Text shown:
==*==

Reefknot: A Comprehensive Benchmark for Relation Hallucination Evaluation, Analysis and Mitigation in Multimodal Large Language Models
This work addresses relation hallucinations in MLLMs, a critical issue for improving trustworthiness in multimodal AI applications, though it is incremental as it builds on existing hallucination research.
The paper tackles the problem of relation hallucinations in multimodal large language models, which are more complex than object or attribute hallucinations and lack comprehensive benchmarks. It introduces Reefknot, a benchmark with over 20,000 samples, and proposes a confidence-based mitigation strategy that reduces hallucination rates by an average of 9.75% across datasets.

==*==

Stored data:
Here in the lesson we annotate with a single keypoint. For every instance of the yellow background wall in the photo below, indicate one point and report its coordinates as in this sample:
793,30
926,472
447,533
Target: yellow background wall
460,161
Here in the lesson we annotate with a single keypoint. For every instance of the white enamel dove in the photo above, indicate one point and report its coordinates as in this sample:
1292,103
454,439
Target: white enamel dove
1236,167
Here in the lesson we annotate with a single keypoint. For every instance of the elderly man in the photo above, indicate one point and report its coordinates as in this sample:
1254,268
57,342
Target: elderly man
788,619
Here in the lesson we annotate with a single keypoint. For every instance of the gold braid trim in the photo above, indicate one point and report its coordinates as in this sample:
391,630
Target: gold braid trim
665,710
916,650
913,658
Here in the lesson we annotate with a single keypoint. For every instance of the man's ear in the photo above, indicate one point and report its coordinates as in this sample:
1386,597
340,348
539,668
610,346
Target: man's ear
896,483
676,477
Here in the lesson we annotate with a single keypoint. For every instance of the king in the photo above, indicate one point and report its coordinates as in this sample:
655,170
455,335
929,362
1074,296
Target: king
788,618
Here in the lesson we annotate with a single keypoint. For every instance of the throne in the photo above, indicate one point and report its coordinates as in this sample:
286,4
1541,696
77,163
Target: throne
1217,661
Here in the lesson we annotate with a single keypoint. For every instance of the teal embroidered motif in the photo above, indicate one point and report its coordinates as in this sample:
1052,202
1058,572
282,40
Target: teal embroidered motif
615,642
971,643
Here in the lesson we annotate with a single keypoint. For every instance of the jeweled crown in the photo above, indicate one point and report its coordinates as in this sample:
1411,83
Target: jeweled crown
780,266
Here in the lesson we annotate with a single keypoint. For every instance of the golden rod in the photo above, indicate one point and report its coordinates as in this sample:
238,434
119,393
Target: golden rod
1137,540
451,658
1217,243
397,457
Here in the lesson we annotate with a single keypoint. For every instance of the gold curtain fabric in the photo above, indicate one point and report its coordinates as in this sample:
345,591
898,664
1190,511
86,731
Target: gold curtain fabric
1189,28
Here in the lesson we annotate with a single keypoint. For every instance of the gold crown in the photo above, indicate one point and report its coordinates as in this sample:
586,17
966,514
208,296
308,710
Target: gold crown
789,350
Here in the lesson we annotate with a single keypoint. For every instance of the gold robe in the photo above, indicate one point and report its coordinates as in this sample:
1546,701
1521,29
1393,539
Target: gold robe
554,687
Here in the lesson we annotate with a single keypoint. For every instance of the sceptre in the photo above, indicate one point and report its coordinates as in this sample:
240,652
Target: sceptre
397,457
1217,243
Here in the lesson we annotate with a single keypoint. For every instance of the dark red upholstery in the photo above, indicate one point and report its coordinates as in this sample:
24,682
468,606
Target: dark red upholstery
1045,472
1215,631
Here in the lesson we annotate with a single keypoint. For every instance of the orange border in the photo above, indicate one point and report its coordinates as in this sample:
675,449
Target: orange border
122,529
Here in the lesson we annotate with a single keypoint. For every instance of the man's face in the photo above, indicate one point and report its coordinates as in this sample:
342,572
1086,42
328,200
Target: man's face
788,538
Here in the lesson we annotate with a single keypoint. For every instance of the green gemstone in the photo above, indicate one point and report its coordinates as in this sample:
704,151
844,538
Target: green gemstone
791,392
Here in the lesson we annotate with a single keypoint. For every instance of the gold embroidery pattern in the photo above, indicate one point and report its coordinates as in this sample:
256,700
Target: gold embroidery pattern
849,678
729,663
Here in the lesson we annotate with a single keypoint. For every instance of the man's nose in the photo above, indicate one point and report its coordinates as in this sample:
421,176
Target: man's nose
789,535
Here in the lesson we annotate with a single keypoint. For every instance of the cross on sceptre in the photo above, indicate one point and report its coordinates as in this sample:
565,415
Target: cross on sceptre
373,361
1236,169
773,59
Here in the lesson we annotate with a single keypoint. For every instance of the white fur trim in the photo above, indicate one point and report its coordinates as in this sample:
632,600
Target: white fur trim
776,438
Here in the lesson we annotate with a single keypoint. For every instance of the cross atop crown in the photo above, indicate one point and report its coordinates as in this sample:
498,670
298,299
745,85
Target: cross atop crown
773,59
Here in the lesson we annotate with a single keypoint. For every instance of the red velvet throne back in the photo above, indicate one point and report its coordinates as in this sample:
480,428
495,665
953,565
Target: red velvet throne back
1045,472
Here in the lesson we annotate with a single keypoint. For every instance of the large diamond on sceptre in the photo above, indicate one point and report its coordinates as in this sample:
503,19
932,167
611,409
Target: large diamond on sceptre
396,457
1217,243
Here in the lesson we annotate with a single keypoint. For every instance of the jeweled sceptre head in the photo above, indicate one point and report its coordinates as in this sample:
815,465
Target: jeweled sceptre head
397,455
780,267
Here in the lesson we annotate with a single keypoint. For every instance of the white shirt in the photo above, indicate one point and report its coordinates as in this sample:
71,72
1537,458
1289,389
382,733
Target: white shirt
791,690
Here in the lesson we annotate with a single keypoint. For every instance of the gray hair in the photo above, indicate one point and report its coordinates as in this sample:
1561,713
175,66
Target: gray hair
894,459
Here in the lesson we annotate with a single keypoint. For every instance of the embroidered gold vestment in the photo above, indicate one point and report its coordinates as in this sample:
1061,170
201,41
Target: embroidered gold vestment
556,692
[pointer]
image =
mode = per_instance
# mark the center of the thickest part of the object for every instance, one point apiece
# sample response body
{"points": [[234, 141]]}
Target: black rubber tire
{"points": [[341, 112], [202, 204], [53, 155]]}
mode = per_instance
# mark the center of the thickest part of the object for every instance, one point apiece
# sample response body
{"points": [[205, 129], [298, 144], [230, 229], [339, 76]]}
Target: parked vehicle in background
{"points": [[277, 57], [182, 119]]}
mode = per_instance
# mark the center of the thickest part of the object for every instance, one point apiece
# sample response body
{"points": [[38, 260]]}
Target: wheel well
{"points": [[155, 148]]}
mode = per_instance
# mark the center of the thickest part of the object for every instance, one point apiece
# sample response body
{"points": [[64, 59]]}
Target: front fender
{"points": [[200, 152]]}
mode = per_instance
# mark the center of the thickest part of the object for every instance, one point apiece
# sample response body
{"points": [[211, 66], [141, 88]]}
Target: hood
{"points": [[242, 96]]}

==*==

Problem set:
• A. Return the portion of the Reefknot summary between "The paper tackles" and "9.75% across datasets.", inclusive.
• B. Answer these questions from the Reefknot summary:
(i) What type of hallucination in MLLMs does the work address?
(ii) How many samples does the Reefknot benchmark contain?
(iii) By what average amount does the proposed mitigation strategy reduce hallucination rates across datasets?
• C. Write the next part of the Reefknot summary, picking up after its final sentence.
Nothing in the records has any bearing on the work here.

Task results:
• A.
The paper tackles the problem of relation hallucinations in multimodal large language models, which are more complex than object or attribute hallucinations and lack comprehensive benchmarks. It introduces Reefknot, a benchmark with over 20,000 samples, and proposes a confidence-based mitigation strategy that reduces hallucination rates by an average of 9.75% across datasets.

• B.
(i) Relation hallucinations.
(ii) Over 20,000.
(iii) 9.75%.

• C.
Hallucination issues continue to affect multimodal large language models (MLLMs), with existing research mainly addressing object-level or attribute-level hallucinations, neglecting the more complex relation hallucinations that require advanced reasoning. Current benchmarks for relation hallucinations lack detailed evaluation and effective mitigation, and their datasets often suffer from biases due to systematic annotation processes. To address these challenges, we introduce Reefknot, a comprehensive benchmark targeting relation hallucinations, comprising over 20,000 real-world samples. We provide a systematic definition of relation hallucinations, integrating perceptive and cognitive perspectives, and construct a relation-based corpus using the Visual Genome scene graph dataset. Our comparative evaluation reveals significant limitations in current MLLMs' ability to handle relation hallucinations. Additionally, we propose a novel confidence-based mitigation strategy, which reduces the hallucination rate by an average of 9.75% across three datasets, including Reefknot. Our work offers valuable insights for achieving trustworthy multimodal intelligence.